Quote word for word the lines of the listing below, starting at the line that contains "of the mountain" and ending at the line that contains "Query: mountain range", with both of those lines included.

┄┄┄┄┄┄┄┄┄┄┄┄┄┄┄┄┄┄┄┄

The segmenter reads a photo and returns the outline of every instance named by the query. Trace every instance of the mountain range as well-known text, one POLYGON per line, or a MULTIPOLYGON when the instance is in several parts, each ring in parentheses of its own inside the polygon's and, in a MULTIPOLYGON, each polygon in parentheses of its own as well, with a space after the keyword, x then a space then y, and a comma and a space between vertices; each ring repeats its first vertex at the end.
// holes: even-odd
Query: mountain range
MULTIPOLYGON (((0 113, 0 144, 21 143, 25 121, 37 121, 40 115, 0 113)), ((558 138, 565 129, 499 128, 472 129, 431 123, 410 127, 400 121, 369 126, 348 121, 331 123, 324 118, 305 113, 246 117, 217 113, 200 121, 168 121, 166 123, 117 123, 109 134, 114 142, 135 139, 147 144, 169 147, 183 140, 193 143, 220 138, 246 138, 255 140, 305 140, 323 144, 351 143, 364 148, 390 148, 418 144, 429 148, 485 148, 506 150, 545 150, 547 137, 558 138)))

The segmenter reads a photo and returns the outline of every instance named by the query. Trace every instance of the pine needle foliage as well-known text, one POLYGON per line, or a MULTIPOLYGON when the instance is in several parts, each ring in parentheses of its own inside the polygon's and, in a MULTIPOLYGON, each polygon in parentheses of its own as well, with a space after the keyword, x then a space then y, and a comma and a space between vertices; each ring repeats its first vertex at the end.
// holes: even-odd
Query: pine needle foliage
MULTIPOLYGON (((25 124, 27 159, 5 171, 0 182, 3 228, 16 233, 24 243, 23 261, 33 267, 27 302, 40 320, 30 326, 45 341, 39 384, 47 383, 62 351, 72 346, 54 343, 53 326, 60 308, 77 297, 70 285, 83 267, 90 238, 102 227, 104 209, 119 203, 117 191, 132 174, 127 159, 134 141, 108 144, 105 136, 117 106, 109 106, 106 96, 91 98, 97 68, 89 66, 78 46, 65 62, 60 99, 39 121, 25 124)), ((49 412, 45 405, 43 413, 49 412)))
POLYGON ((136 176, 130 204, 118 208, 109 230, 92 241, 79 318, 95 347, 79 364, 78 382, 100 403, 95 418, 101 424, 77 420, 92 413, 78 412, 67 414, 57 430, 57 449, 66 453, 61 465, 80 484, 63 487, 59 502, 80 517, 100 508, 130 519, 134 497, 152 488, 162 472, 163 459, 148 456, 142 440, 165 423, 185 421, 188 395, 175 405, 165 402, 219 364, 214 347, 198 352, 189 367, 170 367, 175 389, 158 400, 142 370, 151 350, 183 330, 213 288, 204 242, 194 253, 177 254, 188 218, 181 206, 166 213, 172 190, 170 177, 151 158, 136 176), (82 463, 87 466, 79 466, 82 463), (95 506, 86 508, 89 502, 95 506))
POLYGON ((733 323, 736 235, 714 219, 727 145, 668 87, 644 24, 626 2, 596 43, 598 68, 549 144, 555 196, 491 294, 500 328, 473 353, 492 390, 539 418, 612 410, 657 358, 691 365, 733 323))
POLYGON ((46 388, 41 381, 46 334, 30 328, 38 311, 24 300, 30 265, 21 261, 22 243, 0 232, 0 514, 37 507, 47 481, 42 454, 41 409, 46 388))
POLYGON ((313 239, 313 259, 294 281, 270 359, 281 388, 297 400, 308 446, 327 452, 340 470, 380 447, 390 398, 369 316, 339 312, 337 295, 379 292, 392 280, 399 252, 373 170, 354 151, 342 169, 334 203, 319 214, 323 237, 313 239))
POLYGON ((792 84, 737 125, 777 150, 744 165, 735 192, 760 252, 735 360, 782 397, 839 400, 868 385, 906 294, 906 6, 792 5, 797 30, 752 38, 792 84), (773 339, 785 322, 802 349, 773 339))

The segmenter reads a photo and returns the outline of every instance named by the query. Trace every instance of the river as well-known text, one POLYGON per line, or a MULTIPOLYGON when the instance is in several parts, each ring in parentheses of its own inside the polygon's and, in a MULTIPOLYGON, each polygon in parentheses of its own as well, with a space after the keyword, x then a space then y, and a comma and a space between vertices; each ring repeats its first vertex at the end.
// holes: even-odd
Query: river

┄┄┄┄┄┄┄┄┄┄┄┄┄┄┄┄┄┄┄┄

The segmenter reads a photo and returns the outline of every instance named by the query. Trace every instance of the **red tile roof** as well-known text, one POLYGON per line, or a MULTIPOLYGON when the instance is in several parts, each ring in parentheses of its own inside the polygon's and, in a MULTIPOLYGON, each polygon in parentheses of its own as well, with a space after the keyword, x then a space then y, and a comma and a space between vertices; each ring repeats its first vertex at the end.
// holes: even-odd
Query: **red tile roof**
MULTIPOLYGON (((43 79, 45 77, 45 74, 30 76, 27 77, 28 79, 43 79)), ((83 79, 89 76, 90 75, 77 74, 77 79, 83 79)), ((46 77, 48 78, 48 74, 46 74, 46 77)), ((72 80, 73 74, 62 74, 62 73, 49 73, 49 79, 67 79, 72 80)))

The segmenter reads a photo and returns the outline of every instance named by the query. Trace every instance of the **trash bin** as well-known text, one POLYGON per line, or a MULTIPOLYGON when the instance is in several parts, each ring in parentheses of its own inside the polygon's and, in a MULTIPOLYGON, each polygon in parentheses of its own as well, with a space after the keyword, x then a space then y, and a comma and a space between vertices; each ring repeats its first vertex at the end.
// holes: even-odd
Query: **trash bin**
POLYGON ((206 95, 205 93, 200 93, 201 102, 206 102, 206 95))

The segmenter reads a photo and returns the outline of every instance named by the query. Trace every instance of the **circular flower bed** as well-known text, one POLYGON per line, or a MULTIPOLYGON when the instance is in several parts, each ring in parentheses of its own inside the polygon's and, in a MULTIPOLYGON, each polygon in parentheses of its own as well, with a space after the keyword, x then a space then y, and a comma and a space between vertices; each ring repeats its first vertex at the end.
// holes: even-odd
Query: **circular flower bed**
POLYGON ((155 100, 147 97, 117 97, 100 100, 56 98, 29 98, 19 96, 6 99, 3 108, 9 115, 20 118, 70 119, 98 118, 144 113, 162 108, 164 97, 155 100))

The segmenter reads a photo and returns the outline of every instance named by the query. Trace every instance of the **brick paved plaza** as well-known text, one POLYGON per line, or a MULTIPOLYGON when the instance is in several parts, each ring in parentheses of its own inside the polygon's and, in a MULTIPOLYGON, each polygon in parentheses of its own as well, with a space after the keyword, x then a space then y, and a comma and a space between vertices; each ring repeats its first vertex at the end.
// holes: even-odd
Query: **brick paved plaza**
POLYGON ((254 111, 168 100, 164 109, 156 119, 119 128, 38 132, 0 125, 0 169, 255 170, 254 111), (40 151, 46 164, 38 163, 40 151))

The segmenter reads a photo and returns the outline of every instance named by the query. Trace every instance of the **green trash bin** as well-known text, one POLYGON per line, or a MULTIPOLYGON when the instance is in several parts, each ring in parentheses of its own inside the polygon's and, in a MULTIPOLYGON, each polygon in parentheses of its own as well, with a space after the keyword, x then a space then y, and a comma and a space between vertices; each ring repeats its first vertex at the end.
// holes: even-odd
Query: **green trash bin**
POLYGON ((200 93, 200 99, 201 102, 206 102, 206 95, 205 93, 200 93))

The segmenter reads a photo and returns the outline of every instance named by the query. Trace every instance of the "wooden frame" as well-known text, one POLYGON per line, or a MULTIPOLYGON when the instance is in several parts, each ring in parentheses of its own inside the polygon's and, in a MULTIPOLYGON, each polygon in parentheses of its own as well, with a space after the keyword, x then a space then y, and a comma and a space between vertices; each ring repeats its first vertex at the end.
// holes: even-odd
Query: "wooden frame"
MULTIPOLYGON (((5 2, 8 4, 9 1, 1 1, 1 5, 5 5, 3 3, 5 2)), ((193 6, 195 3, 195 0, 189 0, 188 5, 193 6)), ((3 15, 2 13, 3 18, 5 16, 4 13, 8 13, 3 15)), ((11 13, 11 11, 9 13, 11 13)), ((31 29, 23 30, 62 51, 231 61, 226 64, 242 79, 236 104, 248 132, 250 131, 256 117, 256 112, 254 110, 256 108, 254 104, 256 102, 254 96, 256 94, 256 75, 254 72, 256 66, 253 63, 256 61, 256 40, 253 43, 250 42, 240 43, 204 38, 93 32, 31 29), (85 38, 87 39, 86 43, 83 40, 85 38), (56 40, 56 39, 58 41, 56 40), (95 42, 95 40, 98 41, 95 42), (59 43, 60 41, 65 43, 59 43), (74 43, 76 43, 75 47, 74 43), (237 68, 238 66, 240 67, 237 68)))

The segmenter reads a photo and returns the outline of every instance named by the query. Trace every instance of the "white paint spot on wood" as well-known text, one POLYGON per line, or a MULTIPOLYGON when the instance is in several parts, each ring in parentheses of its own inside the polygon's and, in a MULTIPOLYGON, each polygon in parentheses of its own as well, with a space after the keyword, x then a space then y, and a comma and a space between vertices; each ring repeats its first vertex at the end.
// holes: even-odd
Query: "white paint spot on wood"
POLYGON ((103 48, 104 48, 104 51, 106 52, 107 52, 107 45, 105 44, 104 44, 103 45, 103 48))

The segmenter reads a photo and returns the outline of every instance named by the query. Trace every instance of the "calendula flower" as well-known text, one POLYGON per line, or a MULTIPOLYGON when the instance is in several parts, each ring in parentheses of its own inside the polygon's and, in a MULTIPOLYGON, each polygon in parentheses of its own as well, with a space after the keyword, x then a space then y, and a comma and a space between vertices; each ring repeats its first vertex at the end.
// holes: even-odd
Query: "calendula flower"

┄┄┄┄┄┄┄┄┄┄┄┄┄┄┄┄┄┄┄┄

**Finished answer**
The segmenter reads a photo and returns the outline of every instance named by the query. Trace every instance of the mountain range as well-known text, one POLYGON per line, or a MULTIPOLYGON when the instance is in several parts, each ring in parentheses of its own inside the polygon's and, in a MULTIPOLYGON, each polygon in parentheses of its own as well, with a space after the keyword, x then a space then y, and a comma and a space between vertices; each ring repeats its first vertex at the end.
// holes: even-odd
Query: mountain range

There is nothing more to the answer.